- Film poster
- French: Le Guide de la famille parfaite
- Directed by: Ricardo Trogi
- Written by: François Avard Jean-François Léger Louis Morissette
- Produced by: Louis-Philippe Drolet Félize Frappier
- Starring: Louis Morissette Catherine Chabot Émilie Bierre Isabelle Guérard
- Cinematography: Geneviève Perron
- Edited by: Yvann Thibaudeau
- Music by: Frédéric Bégin
- Production company: KO24
- Distributed by: Les Films Opale Netflix
- Release date: July 14, 2021;
- Running time: 102 minutes
- Country: Canada
- Language: French

= The Guide to the Perfect Family =

The Guide to the Perfect Family (Le Guide de la famille parfaite) is a Canadian comedy-drama film, directed by Ricardo Trogi and released in 2021. The film stars Louis Morissette and Catherine Chabot as Martin Dubois and Marie-Soleil Blouin, a married couple with a tendency toward helicopter parenting. This creates problems for Rose (Émilie Bierre), Louis's 16-year-old daughter from his prior marriage to Caroline (Isabelle Guérard).

The film premiered theatrically in Quebec on July 14, 2021. It was acquired by Netflix for international distribution.

In its year-end review of Canadian film and television in 2021, the trade magazine Playback ranked it as the Film of the Year.

==Plot==

Middle-aged father Martin Dubois hires the young Pier-Luc solely due to him being the son of a colleague. This new employee is unwilling to put in any effort to complete a contract: "I don't work under pressure." He is driven by a desire to achieve, but he hates being given a heavy workload and he is unwilling to accept any repercussions from his superior. Martin loses a significant promotion after losing a major contract under Pier-Luc's responsibility.

After school, Rose Dubois is constantly reminded by her father Martin not to forget her dance and hockey practices, as well as her tutoring sessions. He repeatedly tells her that her future success rides on doing well in Grade 11 because, if not, she might end up getting a low-paying job in the future such as a cashier at a convenience store. The pressure Rose feels leads her to use and trade drugs for past exam papers in order to satisfy her father's demands for academic success.

As her final exams approach, Martin suggests that he and Rose spend the weekend visiting her grandparents. They find themselves in the woods near a lake, where he hopes to reconnect with his daughter. During an activity that starts off well, a conflict erupts, giving Rose the opportunity to express that she never feels she lives up to him aspirations. Upon their return to the city, she goes to live with her mother, Caroline.

During a mother-daughter evening, Rose returns alone to their apartment. After accessing her final exams online, sad about the results and desperate, she drinks a bottle of wine and takes a lot of pills she finds in a cupboard. The next morning, Caroline finds her daughter lying unconscious on the bathroom floor.

Caroline contacts an ambulance to rush her to the hospital. She calls Martin, who hurries to meet them there. Rose pulls through. Afterwards, both she and Martin apologize to each other and she goes back home with him.

A short time later, father and daughter and little brother Mathis go to a park for ice cream. The boy goes to play on the swings, tripping and falling on his face on his way. Martin motions to help him, but Rose insists he stay back so the boy can learn.
+ + + + + + +
- Study questions:
1 - In the article on The Guide to the Perfect Family, which activities does Martin keep reminding Rose about after school? List them all.
2 - Return the part of the film article from "During a mother-daughter" up to and including "home with him.".
3 - Answer these questions from the article on The Guide to the Perfect Family:
(a) On what date did the film premiere theatrically in Quebec?
(b) What is the film's running time?
(c) Where does Caroline find Rose the morning after the mother-daughter evening?
The items that come after this article have nothing to do with it.

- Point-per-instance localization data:
+ + + + + + +
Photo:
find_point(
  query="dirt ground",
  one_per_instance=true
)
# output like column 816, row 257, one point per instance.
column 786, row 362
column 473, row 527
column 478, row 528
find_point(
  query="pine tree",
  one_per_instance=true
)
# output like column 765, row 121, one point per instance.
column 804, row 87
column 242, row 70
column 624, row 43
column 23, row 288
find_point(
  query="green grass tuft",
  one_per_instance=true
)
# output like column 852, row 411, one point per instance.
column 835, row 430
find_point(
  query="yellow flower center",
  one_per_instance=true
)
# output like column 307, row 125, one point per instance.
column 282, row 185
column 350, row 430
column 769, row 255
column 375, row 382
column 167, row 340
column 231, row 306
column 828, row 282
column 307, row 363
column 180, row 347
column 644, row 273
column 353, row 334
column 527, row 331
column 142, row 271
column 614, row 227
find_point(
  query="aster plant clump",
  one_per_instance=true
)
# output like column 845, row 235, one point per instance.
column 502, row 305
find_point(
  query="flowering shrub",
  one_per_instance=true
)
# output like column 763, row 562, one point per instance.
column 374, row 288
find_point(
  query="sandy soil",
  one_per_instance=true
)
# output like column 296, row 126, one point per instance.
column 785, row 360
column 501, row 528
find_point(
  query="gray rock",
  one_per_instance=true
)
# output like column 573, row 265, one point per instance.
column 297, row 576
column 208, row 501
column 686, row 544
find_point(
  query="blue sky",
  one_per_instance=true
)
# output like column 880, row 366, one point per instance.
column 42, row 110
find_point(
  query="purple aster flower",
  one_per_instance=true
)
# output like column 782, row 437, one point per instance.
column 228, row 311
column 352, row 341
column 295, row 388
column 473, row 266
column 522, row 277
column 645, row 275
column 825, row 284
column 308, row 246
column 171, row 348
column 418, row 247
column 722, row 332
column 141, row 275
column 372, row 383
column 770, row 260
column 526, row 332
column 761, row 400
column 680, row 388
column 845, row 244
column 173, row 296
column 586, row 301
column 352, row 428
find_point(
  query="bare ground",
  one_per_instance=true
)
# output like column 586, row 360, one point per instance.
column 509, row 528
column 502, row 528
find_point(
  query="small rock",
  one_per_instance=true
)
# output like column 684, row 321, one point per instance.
+ + + + + + +
- List of answers:
1 -
Her dance practices
Her hockey practices
Her tutoring sessions

2 -
During a mother-daughter evening, Rose returns alone to their apartment. After accessing her final exams online, sad about the results and desperate, she drinks a bottle of wine and takes a lot of pills she finds in a cupboard. The next morning, Caroline finds her daughter lying unconscious on the bathroom floor.

Caroline contacts an ambulance to rush her to the hospital. She calls Martin, who hurries to meet them there. Rose pulls through. Afterwards, both she and Martin apologize to each other and she goes back home with him.

3 -
(a) July 14, 2021
(b) 102 minutes
(c) Lying unconscious on the bathroom floor